● Fragmento del documento
20 de abril de 2006

LAS NOSTÁLGICAS FIESTAS

El cumpleaños de Don Lorenzo se celebraba en Agosto, justo en el mismo mes en el que años atrás había perdido la mitad de su pierna derecha en un accidente de carretera en el que él conducía un camión que transportaba material para construcción. Ahora usaba una prótesis de hierro pesadísima que ajustaba al muslo con unas correas de cuero. Doña Juana Ávila, su mujer, se esmeraba en el metate moliendo las semillas de cacahuate, junto con el chile ancho y el mulato y las almendras. Recuerdo verla hincada con las faldillas recogidas, pero sin dejar jamás el rebozo que la acompañaba todos los días desde las cinco de la mañana. En la otra orilla del metate, la pasta oscura del batido caía sobre un recipiente de plástico, que luego se rebajaría con caldo de pollo y se le agregaría el chocolate y el ajonjolí para preparar el sabrosísimo mole como sólo lo sabía hacer mi abuela.

● Líneas proporcionadas

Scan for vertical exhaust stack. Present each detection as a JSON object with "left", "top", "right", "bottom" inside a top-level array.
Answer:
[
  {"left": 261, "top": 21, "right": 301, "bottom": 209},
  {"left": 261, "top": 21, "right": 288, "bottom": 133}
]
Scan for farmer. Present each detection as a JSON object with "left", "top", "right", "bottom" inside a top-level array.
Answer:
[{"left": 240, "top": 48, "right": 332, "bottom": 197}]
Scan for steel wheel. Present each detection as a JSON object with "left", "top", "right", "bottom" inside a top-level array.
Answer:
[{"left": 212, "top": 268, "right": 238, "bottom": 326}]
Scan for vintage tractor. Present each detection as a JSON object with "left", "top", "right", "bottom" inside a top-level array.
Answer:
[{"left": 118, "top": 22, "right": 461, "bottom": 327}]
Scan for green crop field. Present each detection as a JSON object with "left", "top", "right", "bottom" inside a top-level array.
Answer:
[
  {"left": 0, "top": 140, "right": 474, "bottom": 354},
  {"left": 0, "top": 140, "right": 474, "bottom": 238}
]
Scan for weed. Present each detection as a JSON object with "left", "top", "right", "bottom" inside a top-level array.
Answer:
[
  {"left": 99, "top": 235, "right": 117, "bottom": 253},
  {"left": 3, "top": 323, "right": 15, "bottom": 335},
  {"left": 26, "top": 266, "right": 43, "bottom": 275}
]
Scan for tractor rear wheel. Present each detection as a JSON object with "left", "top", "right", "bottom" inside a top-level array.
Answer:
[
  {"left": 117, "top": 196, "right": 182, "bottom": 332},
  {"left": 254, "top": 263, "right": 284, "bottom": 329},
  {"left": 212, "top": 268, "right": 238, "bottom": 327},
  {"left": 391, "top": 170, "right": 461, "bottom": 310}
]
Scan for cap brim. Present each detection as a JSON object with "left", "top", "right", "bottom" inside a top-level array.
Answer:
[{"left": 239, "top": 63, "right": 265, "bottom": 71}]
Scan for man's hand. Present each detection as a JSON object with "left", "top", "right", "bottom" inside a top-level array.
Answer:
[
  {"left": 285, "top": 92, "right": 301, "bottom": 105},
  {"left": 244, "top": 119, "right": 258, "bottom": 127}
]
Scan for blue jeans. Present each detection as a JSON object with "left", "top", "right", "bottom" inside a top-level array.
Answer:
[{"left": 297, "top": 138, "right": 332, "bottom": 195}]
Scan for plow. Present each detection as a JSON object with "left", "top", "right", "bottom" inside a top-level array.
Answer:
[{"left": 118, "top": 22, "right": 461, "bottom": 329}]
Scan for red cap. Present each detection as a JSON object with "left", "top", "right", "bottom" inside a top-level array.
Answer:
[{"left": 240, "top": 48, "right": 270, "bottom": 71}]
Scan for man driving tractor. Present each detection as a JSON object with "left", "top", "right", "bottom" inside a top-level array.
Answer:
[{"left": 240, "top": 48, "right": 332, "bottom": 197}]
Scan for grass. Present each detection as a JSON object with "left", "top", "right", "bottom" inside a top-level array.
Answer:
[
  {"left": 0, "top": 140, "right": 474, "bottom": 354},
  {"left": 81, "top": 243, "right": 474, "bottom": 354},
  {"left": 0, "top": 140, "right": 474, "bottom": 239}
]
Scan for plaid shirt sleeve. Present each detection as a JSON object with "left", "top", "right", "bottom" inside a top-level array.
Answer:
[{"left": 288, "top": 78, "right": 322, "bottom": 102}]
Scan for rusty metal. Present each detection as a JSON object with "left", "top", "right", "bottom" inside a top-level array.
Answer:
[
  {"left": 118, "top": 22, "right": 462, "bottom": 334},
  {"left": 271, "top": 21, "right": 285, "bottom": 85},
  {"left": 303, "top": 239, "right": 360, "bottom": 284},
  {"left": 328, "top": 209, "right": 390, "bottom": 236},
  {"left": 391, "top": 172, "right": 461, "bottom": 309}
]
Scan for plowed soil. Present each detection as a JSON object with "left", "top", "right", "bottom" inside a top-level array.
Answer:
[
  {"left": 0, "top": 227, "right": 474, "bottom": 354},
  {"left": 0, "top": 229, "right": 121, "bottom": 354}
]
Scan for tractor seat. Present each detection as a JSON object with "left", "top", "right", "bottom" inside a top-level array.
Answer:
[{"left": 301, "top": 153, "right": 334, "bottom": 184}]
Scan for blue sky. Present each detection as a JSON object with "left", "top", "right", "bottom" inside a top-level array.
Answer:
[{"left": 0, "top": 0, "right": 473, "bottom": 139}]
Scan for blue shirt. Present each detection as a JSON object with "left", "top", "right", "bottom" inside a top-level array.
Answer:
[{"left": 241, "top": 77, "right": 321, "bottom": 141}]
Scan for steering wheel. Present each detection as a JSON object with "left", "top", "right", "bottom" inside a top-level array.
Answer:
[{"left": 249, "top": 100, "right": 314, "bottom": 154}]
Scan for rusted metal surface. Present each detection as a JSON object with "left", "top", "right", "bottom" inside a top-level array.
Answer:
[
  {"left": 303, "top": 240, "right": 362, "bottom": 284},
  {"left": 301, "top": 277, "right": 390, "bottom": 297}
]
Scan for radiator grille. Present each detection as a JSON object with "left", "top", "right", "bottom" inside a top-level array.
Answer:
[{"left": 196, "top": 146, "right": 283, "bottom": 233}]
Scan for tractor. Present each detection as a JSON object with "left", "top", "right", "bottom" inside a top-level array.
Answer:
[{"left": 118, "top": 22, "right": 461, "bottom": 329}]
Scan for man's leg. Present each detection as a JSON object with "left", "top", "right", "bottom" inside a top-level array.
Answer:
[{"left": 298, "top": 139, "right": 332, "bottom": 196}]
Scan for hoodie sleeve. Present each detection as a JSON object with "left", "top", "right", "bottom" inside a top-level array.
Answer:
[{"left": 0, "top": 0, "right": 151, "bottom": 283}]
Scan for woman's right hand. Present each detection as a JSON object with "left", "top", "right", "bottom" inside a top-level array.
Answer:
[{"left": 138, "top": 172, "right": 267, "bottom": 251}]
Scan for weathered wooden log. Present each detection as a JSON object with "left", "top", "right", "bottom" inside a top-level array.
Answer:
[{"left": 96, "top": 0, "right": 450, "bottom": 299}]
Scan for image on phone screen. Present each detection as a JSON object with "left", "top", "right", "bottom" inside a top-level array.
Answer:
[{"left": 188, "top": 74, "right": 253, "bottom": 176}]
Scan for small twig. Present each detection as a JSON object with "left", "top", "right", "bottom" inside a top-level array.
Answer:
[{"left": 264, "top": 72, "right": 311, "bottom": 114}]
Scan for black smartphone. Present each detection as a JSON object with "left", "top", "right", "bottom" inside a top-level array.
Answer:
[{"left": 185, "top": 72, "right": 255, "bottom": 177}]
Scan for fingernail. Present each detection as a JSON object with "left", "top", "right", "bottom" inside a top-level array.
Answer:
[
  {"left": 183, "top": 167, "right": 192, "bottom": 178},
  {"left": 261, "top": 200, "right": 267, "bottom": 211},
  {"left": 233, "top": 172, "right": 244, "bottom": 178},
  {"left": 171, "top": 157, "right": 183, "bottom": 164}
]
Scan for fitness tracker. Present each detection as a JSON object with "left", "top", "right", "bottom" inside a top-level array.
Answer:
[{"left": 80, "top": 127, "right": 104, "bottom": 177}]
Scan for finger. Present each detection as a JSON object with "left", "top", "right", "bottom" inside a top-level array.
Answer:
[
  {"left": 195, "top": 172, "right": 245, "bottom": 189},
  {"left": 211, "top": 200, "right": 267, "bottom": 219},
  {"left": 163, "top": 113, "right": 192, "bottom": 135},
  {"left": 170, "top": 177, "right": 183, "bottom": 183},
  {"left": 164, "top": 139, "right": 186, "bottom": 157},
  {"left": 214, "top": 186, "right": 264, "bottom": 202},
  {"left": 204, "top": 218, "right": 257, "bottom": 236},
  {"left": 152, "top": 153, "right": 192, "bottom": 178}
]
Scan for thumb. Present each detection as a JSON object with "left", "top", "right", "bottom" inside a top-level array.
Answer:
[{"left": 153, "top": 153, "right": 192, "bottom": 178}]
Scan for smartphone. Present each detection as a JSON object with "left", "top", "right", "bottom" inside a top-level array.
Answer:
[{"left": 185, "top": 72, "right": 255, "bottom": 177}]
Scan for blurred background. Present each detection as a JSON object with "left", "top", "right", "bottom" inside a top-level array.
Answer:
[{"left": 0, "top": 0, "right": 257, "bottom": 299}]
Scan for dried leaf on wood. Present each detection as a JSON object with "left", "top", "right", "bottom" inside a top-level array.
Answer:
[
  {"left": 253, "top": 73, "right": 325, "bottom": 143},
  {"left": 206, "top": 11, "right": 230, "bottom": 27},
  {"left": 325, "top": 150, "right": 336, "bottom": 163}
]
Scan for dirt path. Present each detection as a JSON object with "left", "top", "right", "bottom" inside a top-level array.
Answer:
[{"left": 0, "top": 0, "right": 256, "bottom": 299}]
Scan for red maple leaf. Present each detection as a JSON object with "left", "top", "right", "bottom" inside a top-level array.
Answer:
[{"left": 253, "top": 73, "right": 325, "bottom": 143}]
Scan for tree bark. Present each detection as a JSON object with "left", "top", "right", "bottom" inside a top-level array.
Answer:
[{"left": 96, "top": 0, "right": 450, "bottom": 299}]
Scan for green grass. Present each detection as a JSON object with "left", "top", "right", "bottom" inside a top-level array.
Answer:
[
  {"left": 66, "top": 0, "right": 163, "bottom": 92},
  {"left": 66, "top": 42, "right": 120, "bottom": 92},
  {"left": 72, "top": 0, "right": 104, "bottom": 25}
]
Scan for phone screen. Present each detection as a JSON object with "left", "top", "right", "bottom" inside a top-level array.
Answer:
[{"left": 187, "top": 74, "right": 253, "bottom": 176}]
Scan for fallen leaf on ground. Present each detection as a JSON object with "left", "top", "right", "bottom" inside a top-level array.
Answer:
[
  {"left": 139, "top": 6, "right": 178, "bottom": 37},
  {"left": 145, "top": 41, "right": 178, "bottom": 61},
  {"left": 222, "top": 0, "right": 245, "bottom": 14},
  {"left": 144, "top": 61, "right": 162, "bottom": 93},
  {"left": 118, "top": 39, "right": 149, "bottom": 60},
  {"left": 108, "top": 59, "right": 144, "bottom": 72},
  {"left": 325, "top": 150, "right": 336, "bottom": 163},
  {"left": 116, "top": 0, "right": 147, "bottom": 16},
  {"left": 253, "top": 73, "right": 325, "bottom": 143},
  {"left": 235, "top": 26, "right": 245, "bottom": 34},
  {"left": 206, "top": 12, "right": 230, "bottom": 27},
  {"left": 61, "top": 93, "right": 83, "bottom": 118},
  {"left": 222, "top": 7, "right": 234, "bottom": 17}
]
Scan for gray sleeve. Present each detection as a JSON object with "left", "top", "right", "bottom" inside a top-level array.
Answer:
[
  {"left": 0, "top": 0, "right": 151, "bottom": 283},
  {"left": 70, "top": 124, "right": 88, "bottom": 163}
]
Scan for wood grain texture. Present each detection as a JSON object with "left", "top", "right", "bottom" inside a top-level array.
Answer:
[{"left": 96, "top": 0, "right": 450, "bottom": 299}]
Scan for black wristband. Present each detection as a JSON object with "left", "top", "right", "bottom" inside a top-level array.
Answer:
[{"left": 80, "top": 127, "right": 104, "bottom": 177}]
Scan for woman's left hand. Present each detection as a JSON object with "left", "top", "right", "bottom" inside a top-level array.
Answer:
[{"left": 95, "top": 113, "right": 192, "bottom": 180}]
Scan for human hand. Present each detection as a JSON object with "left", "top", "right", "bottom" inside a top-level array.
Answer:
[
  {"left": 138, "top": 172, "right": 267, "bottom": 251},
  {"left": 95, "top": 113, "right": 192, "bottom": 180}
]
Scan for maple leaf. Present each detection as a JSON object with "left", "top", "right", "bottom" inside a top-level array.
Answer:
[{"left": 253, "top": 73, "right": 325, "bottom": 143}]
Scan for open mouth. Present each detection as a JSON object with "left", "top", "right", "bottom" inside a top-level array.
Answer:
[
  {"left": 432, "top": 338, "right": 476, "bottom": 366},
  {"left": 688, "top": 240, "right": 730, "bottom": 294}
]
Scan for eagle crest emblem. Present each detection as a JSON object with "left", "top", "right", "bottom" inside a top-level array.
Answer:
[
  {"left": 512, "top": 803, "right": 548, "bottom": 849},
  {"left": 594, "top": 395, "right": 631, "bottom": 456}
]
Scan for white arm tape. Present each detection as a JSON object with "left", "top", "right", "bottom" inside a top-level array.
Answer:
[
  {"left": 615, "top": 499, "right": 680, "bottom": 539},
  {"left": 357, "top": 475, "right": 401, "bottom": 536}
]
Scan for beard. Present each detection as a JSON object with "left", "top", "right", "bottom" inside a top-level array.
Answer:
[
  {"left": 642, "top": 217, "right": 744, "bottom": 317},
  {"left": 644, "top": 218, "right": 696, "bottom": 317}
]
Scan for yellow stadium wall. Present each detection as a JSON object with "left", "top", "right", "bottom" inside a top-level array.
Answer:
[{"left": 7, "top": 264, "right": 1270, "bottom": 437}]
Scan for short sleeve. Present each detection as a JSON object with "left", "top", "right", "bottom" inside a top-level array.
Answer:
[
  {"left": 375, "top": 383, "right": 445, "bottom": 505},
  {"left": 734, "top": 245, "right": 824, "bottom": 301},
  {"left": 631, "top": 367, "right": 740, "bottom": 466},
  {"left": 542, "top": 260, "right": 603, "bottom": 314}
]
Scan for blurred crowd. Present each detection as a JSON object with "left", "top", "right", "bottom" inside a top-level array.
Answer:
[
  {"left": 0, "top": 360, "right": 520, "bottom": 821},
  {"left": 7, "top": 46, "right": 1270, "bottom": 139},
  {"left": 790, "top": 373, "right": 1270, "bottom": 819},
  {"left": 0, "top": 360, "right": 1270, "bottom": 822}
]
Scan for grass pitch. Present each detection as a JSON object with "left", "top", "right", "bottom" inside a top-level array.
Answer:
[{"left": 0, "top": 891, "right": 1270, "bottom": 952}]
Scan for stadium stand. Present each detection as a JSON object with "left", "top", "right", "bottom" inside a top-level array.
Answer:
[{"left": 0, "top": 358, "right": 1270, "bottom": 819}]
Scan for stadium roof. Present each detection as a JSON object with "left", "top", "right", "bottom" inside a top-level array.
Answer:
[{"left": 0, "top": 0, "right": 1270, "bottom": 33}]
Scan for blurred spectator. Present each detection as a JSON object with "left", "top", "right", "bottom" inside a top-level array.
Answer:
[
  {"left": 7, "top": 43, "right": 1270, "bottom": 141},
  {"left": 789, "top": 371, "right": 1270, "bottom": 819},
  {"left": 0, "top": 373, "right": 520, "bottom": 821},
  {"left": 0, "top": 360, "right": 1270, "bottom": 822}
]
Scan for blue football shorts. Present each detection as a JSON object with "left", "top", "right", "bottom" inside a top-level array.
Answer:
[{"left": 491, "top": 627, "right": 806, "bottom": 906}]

● Tareas por realizar
**a)** Según el relato sobre el cumpleaños de Don Lorenzo, ¿en qué mes se celebraba ese cumpleaños?
**b)** Escribe la continuación del relato sobre el cumpleaños de Don Lorenzo a partir de su última oración.

● Respuestas
**a)** En agosto.

**b)**
El mole estaba casi listo para la hora en que Don Lorenzo venía de su nueva actividad económica: un carrito donde vendía tortas a los traileros, sus antiguos compañeros. No le gustaba estar inactivo, incluso para el día de la Fiesta de San Luis Rey, fecha que siempre caía un aguacero sobre la ciudad, él se alistaba con sus hules gruesos negros y se iba a trabajar empujando su carrito. Va a llover, advertía. Y llovía aunque no hubiera la más mínima señal en el cielo. Don Lorenzo tenía esa capacidad que tienen los viejos para predecir el futuro inmediato, esas cosas que uno no sabe como ocurren hasta que los años le dan la experiencia para oler la humedad en el aire, o distinguir en las estrellas y las nubes nocturnas el aviso de una frágil ráfaga helada que se avecina.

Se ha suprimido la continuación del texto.